- TASK TO CARRY OUT: From the start of the records through the line containing "(832, 352), (885, 365)", rewrite every line, requests included, with each box coordinate in the answers multiplied by 1.2 and rounded to a whole number, halves rounded up. Leave the requests and their format strings unchanged, and omit the pictures.

- Bounding-box records:
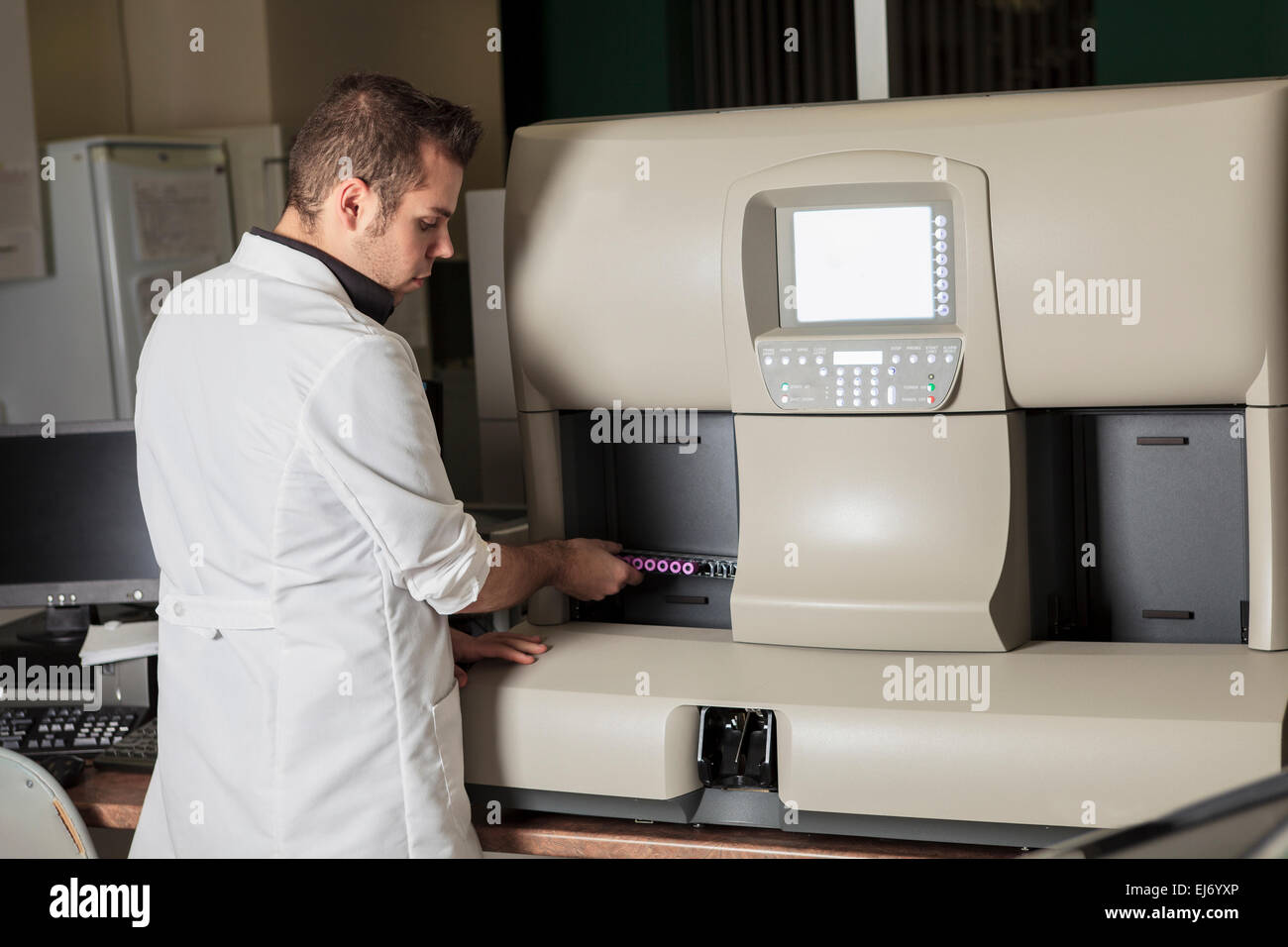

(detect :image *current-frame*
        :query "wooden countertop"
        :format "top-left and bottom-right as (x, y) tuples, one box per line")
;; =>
(67, 763), (1019, 858)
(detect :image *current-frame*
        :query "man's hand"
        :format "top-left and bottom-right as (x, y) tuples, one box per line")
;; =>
(551, 539), (644, 601)
(452, 627), (550, 686)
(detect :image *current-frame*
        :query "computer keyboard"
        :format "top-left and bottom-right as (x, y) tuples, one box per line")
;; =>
(94, 716), (158, 772)
(0, 704), (149, 756)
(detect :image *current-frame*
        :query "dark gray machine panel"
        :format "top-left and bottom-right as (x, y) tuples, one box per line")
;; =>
(559, 411), (738, 627)
(1027, 407), (1248, 644)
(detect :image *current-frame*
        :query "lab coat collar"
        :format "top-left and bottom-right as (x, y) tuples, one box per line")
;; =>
(232, 227), (394, 325)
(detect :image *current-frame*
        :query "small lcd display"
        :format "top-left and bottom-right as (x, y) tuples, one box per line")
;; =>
(832, 351), (885, 365)
(793, 205), (935, 325)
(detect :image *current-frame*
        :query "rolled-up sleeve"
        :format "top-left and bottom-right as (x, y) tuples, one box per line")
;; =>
(301, 333), (489, 614)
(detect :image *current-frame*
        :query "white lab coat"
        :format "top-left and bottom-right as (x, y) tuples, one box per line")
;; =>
(130, 233), (488, 857)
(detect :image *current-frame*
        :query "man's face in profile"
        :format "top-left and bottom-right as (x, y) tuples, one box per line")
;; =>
(355, 143), (464, 305)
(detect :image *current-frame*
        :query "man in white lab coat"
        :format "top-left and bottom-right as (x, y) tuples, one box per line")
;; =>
(130, 73), (640, 857)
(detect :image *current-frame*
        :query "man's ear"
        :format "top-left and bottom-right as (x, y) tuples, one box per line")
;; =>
(336, 177), (380, 233)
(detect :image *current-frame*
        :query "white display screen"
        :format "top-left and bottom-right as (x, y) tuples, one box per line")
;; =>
(793, 205), (935, 323)
(832, 352), (885, 365)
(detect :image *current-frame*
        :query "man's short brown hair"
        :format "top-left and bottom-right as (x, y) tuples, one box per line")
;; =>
(286, 72), (483, 232)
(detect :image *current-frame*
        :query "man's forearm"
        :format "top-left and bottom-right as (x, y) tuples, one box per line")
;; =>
(461, 540), (566, 614)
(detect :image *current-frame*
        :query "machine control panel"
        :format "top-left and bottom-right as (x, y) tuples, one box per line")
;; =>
(756, 336), (962, 414)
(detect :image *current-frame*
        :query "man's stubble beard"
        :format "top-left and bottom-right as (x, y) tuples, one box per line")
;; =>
(356, 222), (399, 292)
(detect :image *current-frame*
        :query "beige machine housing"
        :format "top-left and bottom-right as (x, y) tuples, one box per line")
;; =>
(464, 80), (1288, 844)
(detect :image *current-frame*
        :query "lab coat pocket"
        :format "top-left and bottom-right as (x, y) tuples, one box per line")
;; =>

- TASK ANSWER:
(detect :image *current-frame*
        :query "wooden countertop"
        :format "top-left and bottom-right as (x, y) tuples, one box per line")
;; =>
(80, 916), (1223, 1030)
(detect :image *current-frame*
        :query "man's hand"
        :format "top-left and bottom-right as (x, y) tuples, one box per line")
;; =>
(661, 647), (773, 721)
(542, 752), (660, 823)
(detect :image *current-frame*
        :query "computer keyboard"
        :format "top-left and bottom-right as (x, y) tuples, one box per line")
;; =>
(113, 859), (190, 926)
(0, 845), (179, 907)
(detect :image *current-frame*
        :query "dark gray machine panel"
        :format "top-left and bottom-right as (x, y) tuples, one box per line")
;; =>
(671, 493), (886, 752)
(1232, 488), (1498, 773)
(detect :image *current-frame*
        :query "lab coat collar"
        :format "top-left and bottom-right as (x, y) tuples, one box per line")
;; =>
(278, 272), (473, 390)
(detect :image *current-frame*
        :query "small lcd display"
        :format "top-left and bottom-right as (x, y) tuples, one box per line")
;; =>
(998, 421), (1062, 438)
(952, 246), (1122, 390)
(detect :image *current-frame*
        :query "rolled-up sleeve"
        :format "top-left and bottom-right as (x, y) tuples, one box per line")
;; =>
(361, 400), (587, 737)
(detect :image *current-frame*
        :query "white lab coat"
        :format "top-left and bottom-right as (x, y) tuples, one box per line")
;; =>
(156, 280), (586, 1028)
(detect :image *current-frame*
        :query "man's face in profile"
        :format "top-left and bottom-right as (x, y) tuples, one box per line")
;; =>
(426, 172), (557, 366)
(detect :image *current-frame*
        :query "man in white lab coat"
        :format "top-left and bottom-right as (x, y) tuples, one box per line")
;; =>
(156, 88), (768, 1028)
(detect :image *current-frame*
        :query "man's ear"
        :format "top-left and bottom-right as (x, y) tuples, one box per line")
;; =>
(403, 212), (456, 280)
(detect :image *current-frame*
        :query "white display screen"
        :format "top-left and bottom-right as (x, y) tuples, one box per line")
;; =>
(952, 246), (1122, 388)
(998, 422), (1062, 438)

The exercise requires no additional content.